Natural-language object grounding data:
↓↓↓

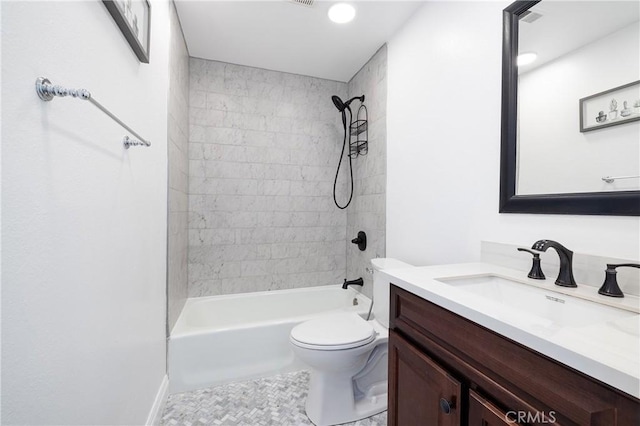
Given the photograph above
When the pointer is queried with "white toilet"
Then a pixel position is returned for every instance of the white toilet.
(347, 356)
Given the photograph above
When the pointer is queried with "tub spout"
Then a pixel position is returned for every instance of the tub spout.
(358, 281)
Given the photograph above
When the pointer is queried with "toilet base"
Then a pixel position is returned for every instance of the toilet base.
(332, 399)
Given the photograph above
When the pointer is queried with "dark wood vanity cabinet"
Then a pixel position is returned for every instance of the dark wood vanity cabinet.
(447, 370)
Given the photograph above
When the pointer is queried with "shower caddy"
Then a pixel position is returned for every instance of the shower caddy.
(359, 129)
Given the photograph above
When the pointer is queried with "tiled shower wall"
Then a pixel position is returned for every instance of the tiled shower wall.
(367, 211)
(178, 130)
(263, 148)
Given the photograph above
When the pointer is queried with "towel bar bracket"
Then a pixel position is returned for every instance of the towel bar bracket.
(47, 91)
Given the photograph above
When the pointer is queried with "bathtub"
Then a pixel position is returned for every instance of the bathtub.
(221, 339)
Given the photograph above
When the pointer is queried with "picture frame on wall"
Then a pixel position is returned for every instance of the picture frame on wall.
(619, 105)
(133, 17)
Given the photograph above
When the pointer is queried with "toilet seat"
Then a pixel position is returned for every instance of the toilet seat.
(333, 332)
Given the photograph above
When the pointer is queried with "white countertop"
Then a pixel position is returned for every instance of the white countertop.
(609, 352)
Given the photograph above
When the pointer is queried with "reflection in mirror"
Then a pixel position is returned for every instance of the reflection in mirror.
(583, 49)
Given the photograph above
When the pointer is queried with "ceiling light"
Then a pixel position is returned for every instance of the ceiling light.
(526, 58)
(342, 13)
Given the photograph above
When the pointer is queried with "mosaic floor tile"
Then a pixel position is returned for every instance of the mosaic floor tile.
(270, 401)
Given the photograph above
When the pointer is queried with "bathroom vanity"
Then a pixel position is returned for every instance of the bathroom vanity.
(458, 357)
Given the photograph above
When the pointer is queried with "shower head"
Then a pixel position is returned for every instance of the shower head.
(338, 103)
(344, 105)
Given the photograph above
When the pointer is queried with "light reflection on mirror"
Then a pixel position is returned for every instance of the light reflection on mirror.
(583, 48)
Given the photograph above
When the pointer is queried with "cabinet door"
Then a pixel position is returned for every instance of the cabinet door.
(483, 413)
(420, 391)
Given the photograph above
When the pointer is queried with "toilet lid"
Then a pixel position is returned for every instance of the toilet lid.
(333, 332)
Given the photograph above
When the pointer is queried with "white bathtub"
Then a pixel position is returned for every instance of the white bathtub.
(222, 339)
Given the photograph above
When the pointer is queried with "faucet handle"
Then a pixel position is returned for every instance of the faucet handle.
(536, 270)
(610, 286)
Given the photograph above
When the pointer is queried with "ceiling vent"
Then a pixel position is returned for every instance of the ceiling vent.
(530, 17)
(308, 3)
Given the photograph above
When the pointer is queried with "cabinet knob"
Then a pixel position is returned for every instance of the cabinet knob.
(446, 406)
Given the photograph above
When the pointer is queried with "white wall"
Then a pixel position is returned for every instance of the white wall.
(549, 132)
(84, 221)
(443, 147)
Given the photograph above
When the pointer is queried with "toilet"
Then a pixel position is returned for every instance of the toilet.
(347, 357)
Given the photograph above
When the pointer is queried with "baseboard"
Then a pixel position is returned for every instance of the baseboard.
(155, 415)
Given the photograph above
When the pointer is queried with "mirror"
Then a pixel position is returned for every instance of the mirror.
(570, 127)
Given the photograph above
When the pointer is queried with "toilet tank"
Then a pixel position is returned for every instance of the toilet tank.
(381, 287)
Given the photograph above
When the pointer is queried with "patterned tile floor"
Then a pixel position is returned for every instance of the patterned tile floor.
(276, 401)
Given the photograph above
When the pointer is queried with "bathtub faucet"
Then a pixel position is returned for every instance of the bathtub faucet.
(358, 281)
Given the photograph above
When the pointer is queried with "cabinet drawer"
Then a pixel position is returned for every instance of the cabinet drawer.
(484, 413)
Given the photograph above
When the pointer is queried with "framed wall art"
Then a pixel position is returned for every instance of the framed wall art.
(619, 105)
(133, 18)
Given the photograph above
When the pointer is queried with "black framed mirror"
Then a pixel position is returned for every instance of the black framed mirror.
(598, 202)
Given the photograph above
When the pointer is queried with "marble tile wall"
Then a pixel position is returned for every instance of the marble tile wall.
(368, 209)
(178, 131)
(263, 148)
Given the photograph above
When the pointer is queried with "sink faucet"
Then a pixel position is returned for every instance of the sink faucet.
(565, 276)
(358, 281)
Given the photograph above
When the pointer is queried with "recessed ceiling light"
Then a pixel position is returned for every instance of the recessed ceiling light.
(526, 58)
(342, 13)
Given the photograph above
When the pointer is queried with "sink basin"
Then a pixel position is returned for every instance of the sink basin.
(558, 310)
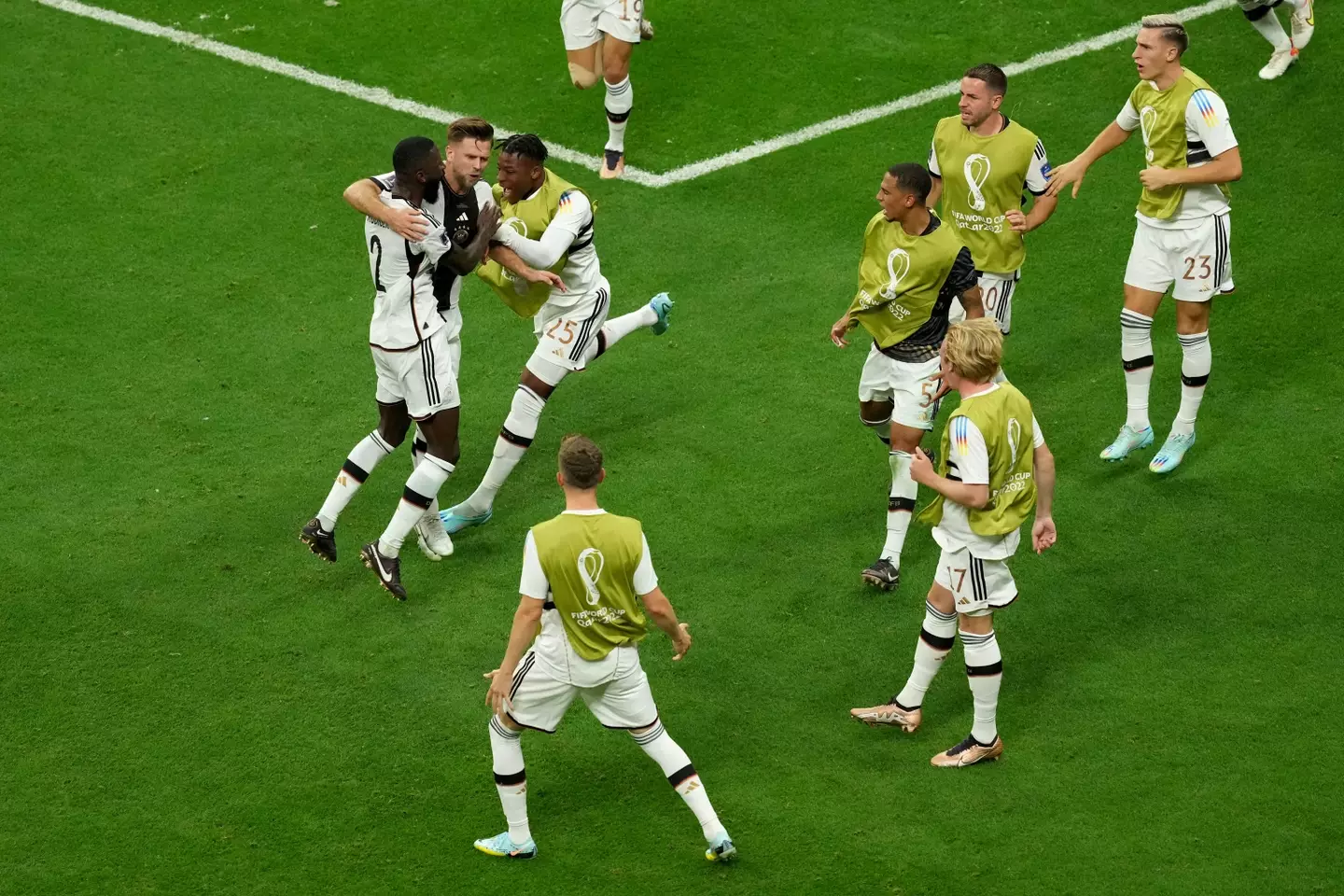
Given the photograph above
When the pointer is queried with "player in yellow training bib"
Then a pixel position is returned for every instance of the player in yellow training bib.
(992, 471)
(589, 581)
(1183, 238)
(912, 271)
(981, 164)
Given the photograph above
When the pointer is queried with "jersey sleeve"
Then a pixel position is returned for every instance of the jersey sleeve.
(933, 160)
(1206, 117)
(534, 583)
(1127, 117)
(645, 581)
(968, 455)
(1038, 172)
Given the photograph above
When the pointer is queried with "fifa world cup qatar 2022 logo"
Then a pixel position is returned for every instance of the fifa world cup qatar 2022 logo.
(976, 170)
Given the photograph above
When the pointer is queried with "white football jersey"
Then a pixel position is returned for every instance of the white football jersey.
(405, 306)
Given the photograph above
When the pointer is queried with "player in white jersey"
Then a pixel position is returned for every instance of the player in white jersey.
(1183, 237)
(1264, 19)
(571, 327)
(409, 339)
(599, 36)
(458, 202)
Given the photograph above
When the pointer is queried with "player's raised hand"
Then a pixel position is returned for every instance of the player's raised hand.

↑↑↑

• _THE PROBLEM_: No images belong in the copy. Transcribe every record exactly.

• _OUTPUT FOR THIS EXERCISE_:
Given the photograph above
When the pointer is queried with "white toilet"
Then a pixel position is returned for every instance of the white toilet.
(347, 356)
Given the photograph above
When the pointer is queried with "tub spout"
Then a pixel position is returned for every instance of the tub spout.
(358, 281)
Given the photograph above
When the pointer is queried with "toilet base"
Then a pixel position is returned for every instance of the toilet base.
(332, 399)
Given the photograph above
When the pointer is queried with "dark wood vanity cabinet"
Then a pixel position is returned for every instance of the dark wood vanity cabinet.
(447, 370)
Given the photograph above
When the pointer is queried with "shower caddy"
Then a pixel position is returned for every instance of the shower caddy.
(359, 129)
Given the photograph above
When the pointer is queried with "tiled shower wall"
Then a pixel position is returned for every instance of the tiled shower wall.
(367, 211)
(178, 130)
(263, 148)
Given the photograph above
When the pointer is queried with "towel bar bracket"
Then a pixel position is returned for every instance of the towel bar bracket.
(47, 91)
Given the photograph above
When the pointer is queried with "bathtub"
Then a pixel position is returned for every instance of the bathtub.
(221, 339)
Given the photograph above
When the pointer is queried with "picture frame on wall"
Then a pixel position is returned for every instance of the picture frame on wall.
(619, 105)
(133, 17)
Given the photograph above
When the pointer is queried with "toilet seat"
Then a pixel position is returned for every instance of the toilet seat.
(333, 332)
Given the photograph above
When the pointer is queried with "white countertop"
Then a pixel position is returned for every instance of the white countertop.
(609, 352)
Given the photograph above
When the pointer is queried with "reflection in mirror"
Then a pixel position is returned for every instance of the reflection in mirror.
(583, 49)
Given the photograph above
When the pointer is queried with "ceiling light"
Then a pixel position is returned for every instance of the ceiling light.
(526, 58)
(342, 13)
Given the photograph above
When the pointer is queried with "mosaic floor tile"
Then a pixel position is returned for every instance of the mosaic floor tile.
(270, 401)
Given the photograph above
When the pointer is queried with "bathroom vanity"
Then a pixel position is returned for every instance of the bathroom vanity.
(458, 357)
Given the photograph above
When the pointer is queried with "shower head"
Then a pixel position is returned for every instance of the shower head.
(338, 103)
(344, 105)
Given the photograph above
When the pointer is queried with "light reflection on mirror"
Then a pixel position is returned for every instance of the light reflection on mirror.
(583, 48)
Given the photograph above
When the pointer is queried with "cabinet door"
Then a pixel position is returned for every instance of the cabinet door.
(483, 413)
(420, 391)
Given the photograph above
When the pointer is queried with "toilet lid"
Then a pixel position is returned for every instance of the toilet lid.
(333, 332)
Given the photograph above
When the pointer is queried with "white bathtub"
Then a pixel position is returned for every instance of the white bathtub.
(222, 339)
Given the photograph above
When the pointer is queried with "faucet handle"
Then a pixel position is returned for every instance of the faucet handle.
(536, 270)
(610, 286)
Given the photograph above
When the pointer is queried with "ceiling vent"
Then a pixel position is returned for every instance of the ceiling vent.
(530, 17)
(308, 3)
Given the photograph above
When the pointer is queried with "cabinet knob"
Then a pixel position is returned for every instance of the cabinet knob.
(446, 406)
Given the photograph above
When the pointer is queried with "white wall"
Then a pixel position is returned for every instance of the white wall.
(549, 132)
(84, 221)
(443, 147)
Given the photograph above
When the pointer is queried with "toilet"
Then a pixel position is returned for every instance of the toilet.
(347, 357)
Given the photograph above
When the pointer is queried with "baseboard"
Then a pixel position is returned for every instance of the baseboard.
(155, 415)
Given the photograph above
When the pointer is queried with "mirror"
Then a pixel position is returned for every instance of the mirror.
(570, 127)
Given the photograph above
When the pointer is queried with "toilet tank"
Then a pixel position is returned for every instance of the toilet tank.
(381, 287)
Given the photograph above
When the pointer is queried with "patterned tile floor"
Then a pixel position is returned for every instance of the patterned tile floor.
(276, 401)
Given the photograph above
When the pointer is queried with "bathtub faucet"
Then a pixel position is returned for every instance of the bathtub faucet.
(358, 281)
Given the photograph above
When the pointer is queried with "cabinet drawer"
Then a pixel position is returned for every instance of the cabinet drawer.
(484, 413)
Given the photograph above
When the pointer is queried with "framed wall art"
Then a pixel position is returned for every instance of the framed wall art.
(619, 105)
(133, 18)
Given the photograph above
When the pointer is queried with "black framed mirror"
Then a pixel position is returned for every instance of the black framed mirror.
(598, 202)
Given the photograph above
When the pointer is queried with "marble tile wall"
Then a pixel position is returned for every instance of the marble tile wall.
(368, 209)
(178, 131)
(263, 148)
Given the photograph above
When the pointer is queried with "sink faucet"
Then a pixel position is returned for every instance of the sink faucet.
(565, 276)
(358, 281)
Given the photograph above
When the pointer is queried with "recessed ceiling light"
Then a pixel position is returned for every instance of the recessed ceiling light.
(526, 58)
(342, 13)
Given the photograph above
When the pointer is queried with "sink basin"
Then a pixel position is returned for every instance of the sink basin.
(558, 310)
Given the photograph above
When the pointer is queried with "player in yellow training bib"
Then a pixel position is returned for every instance of the player in yellow training bib.
(992, 471)
(589, 581)
(1183, 238)
(912, 271)
(981, 164)
Given the photograph above
When the pointer is queried with "jersey sleeve"
Then a pixel position is returned for every instance of the jersey sleeve.
(933, 160)
(1206, 117)
(534, 583)
(1127, 117)
(645, 581)
(968, 455)
(1038, 172)
Given the photograph above
When the pointer is queried with "fifa world cup qatar 2022 logo"
Then a pixel position is returned for every instance of the fifa world cup qatar 2022 logo.
(976, 170)
Given the photograph above
When the pointer is queried with "white football jersey"
Then a pixel position is returned for every instance of the white football jersey.
(405, 306)
Given the photograph above
When the pointer is queried with "player in white jersey"
Then a pixel position is returned for every instance of the player in white jersey.
(1183, 237)
(1264, 19)
(571, 327)
(409, 339)
(599, 36)
(458, 202)
Given the photograph above
When the pointer is queried with "player's raised hand"
Then a pixel position is returned for every instance of the player's raised hand.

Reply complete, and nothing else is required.